* EXERCISE
Can you copy out the items word for word, from the very first line through the line containing "[332,106,422,157]"?

======

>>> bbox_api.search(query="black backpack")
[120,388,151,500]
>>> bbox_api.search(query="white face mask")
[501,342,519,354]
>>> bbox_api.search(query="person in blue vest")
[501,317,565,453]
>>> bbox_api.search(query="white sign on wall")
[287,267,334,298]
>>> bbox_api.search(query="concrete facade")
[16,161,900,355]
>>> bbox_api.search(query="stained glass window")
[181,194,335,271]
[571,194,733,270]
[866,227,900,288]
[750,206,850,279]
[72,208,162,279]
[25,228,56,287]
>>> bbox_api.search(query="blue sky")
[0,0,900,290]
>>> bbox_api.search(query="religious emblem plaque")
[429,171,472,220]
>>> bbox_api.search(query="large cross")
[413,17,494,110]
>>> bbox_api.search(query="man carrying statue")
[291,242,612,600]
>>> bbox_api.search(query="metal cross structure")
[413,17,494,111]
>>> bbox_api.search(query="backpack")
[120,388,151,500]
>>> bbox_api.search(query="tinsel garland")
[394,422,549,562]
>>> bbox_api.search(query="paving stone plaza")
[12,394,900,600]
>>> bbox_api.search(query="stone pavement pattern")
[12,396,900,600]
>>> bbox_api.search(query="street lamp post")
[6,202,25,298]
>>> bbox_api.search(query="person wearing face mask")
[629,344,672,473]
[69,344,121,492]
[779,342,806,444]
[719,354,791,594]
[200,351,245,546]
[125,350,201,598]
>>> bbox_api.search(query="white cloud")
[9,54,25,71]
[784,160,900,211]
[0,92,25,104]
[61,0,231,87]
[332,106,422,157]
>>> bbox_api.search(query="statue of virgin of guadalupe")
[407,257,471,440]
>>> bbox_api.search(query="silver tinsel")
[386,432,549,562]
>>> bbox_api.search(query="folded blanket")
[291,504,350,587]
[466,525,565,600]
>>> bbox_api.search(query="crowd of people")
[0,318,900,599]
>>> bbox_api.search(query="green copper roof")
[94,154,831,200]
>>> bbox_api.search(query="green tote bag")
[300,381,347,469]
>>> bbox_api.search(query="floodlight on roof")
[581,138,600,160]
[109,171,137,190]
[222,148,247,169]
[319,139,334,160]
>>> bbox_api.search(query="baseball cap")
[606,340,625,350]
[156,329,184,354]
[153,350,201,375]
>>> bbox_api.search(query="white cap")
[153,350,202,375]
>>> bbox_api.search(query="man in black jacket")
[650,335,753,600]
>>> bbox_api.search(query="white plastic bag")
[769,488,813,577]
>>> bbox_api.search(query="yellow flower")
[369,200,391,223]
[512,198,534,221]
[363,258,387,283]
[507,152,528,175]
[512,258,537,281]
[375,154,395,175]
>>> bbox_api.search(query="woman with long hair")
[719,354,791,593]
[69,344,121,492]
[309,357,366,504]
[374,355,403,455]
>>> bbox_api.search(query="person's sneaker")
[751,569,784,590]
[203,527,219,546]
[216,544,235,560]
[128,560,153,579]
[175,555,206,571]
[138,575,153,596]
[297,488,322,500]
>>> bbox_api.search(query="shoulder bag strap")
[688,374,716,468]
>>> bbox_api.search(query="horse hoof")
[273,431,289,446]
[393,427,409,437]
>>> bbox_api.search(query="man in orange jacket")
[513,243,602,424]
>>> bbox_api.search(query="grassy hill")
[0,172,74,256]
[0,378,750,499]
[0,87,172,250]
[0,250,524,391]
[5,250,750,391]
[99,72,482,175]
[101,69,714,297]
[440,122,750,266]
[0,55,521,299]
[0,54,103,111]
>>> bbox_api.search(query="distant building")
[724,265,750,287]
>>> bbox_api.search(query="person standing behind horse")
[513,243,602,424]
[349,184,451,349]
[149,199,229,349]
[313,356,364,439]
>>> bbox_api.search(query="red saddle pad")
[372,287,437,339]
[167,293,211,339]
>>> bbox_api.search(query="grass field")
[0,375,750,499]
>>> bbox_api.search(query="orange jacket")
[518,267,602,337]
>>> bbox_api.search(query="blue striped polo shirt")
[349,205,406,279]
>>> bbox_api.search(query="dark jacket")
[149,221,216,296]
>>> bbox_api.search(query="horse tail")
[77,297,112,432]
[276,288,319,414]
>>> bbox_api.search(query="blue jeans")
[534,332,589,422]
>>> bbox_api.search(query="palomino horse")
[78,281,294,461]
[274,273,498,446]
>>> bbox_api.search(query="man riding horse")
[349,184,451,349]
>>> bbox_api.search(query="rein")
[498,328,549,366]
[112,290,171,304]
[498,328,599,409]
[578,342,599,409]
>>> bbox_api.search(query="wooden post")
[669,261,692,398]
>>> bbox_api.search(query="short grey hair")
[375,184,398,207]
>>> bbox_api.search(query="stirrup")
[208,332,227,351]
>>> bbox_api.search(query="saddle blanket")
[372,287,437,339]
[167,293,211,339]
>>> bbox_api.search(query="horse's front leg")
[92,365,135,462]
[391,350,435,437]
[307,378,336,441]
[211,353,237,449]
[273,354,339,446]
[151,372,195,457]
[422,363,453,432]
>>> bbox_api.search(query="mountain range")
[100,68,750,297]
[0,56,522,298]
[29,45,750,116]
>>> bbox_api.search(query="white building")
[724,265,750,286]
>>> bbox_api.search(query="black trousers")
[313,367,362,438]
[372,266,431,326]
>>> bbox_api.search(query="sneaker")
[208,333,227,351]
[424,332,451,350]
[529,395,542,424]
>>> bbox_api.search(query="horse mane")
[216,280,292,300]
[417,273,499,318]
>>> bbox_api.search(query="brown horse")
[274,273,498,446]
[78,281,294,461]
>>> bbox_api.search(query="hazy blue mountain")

======

* EXERCISE RESULT
>>> bbox_api.search(query="black backpack")
[120,388,151,500]
>>> bbox_api.search(query="white face mask")
[501,342,519,354]
>>> bbox_api.search(query="person in blue vest")
[501,317,565,453]
>>> bbox_api.search(query="white sign on wall")
[287,267,334,298]
>>> bbox_api.search(query="concrete facade")
[16,161,900,355]
>>> bbox_api.search(query="stained glass window")
[181,194,335,271]
[571,194,733,270]
[866,227,900,288]
[750,206,850,279]
[72,208,162,279]
[25,228,56,287]
>>> bbox_api.search(query="blue sky")
[0,0,900,290]
>>> bbox_api.search(query="religious emblem plaque")
[429,171,472,220]
>>> bbox_api.search(query="large cross")
[413,17,494,110]
>>> bbox_api.search(query="man carrying statue")
[291,242,612,600]
>>> bbox_api.search(query="metal cross structure")
[413,17,494,111]
>>> bbox_api.search(query="backpack")
[120,388,151,500]
>>> bbox_api.search(query="tinsel garland")
[394,422,549,562]
>>> bbox_api.search(query="paving stone plaza")
[12,394,900,600]
>>> bbox_api.search(query="stone pavement pattern")
[12,396,900,600]
>>> bbox_api.search(query="street lamp post")
[6,202,25,298]
>>> bbox_api.search(query="person wearing face mask")
[629,344,672,473]
[69,344,121,492]
[779,342,806,444]
[719,354,791,594]
[200,351,245,546]
[125,350,201,598]
>>> bbox_api.search(query="white cloud")
[9,54,25,71]
[784,160,900,211]
[0,92,25,104]
[61,0,231,87]
[332,106,422,157]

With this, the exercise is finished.